**Task prompt:** From the items below, pick out every line that contains the word "with" and copy each one in full.

**Supplied entries:**
* begin *

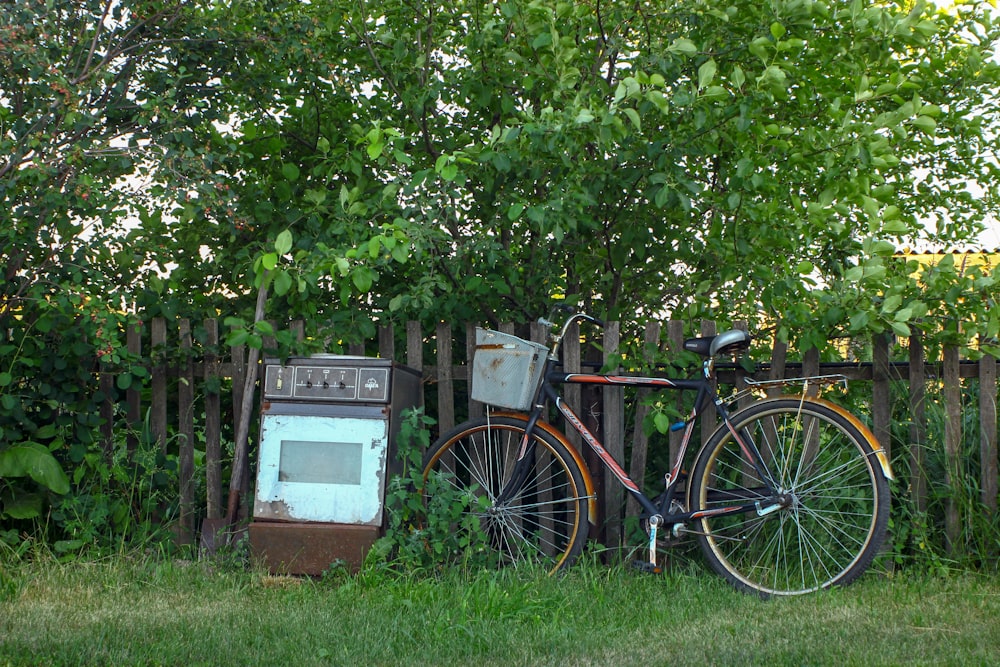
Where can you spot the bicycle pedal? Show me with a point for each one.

* end *
* begin *

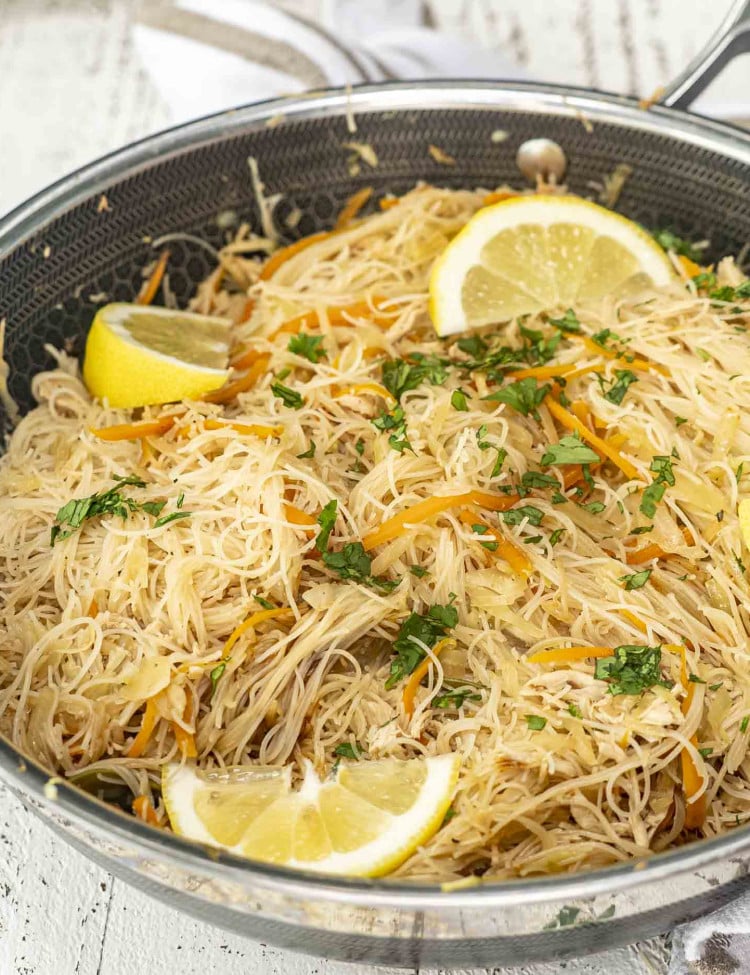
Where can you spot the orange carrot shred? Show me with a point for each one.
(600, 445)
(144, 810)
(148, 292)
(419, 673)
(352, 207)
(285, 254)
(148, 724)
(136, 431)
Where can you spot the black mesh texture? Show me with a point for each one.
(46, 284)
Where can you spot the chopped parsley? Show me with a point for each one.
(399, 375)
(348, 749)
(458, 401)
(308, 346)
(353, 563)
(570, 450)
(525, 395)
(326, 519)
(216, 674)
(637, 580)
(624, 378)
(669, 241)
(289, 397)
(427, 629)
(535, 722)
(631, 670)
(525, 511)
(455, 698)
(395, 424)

* end *

**Expected answer:**
Where can you spot the bicycle pedal? Show me with a point for each one.
Where can you spot the orange carrot shred? Show me with a point for each one.
Where can you spot the black mesh texture? Show me with a point for each one.
Where can you spot the chopped parsley? Show me with a point for each one.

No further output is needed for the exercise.